(Pointing records for named objects)

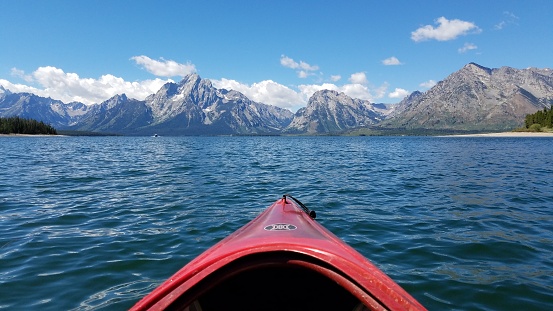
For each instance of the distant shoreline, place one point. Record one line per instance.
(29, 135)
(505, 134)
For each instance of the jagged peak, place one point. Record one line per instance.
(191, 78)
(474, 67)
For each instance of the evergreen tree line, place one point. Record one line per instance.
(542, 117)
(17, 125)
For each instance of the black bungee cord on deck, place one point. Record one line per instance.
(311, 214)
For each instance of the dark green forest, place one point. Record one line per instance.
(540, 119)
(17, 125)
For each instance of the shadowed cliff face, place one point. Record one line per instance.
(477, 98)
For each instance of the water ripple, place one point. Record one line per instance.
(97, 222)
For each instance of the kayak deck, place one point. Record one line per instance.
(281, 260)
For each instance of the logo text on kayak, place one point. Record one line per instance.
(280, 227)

* * *

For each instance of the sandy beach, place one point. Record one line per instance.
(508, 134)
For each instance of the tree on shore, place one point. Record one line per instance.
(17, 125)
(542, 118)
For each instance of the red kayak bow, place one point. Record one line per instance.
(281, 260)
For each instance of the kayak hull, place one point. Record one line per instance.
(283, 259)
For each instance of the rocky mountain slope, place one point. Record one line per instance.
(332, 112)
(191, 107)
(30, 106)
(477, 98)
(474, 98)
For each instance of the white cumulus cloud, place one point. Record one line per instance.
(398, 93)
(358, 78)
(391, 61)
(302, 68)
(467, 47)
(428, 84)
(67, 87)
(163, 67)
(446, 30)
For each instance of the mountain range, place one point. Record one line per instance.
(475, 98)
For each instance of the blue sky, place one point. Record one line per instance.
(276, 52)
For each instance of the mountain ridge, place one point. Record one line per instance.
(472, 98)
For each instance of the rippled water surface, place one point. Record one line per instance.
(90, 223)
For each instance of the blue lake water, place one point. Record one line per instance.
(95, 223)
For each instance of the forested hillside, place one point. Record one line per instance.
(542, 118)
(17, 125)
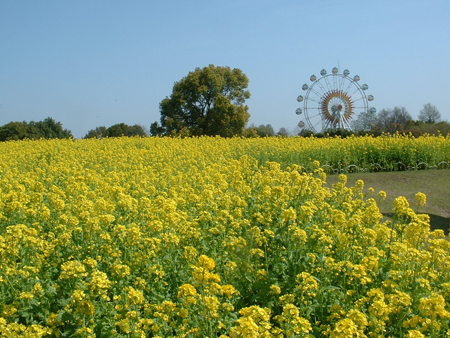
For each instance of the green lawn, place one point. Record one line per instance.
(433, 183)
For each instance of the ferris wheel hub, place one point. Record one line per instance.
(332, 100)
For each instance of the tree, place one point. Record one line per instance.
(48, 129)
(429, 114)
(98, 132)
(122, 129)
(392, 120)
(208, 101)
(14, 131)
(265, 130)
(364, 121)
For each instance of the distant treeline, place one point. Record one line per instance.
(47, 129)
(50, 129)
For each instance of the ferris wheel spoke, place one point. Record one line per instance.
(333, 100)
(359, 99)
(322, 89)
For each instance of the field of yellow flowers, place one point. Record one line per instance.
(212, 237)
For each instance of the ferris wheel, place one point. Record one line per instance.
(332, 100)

...

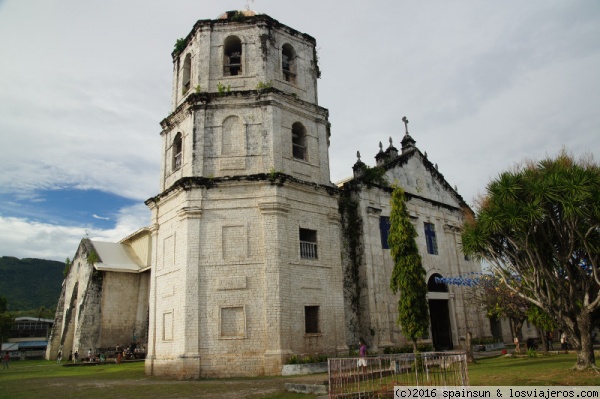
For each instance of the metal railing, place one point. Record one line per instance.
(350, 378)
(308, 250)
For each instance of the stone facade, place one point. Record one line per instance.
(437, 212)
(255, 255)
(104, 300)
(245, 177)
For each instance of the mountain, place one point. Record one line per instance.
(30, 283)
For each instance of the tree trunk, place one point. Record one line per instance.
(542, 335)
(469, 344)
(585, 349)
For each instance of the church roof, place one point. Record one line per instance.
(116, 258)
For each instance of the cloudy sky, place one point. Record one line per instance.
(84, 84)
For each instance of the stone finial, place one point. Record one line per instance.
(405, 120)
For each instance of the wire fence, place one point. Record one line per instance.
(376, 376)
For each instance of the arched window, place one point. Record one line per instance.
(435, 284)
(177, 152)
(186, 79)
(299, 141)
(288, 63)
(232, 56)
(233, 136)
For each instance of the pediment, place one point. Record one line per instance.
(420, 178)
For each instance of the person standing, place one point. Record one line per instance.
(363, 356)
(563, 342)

» TASK DETAILS: Show each line from the entries above that contains the word "stone".

» ANSWER TO THIS TASK:
For each instance of the stone facade, place one point. Record one line per instance.
For each instance of the stone finial, place one point. Record one line per instance.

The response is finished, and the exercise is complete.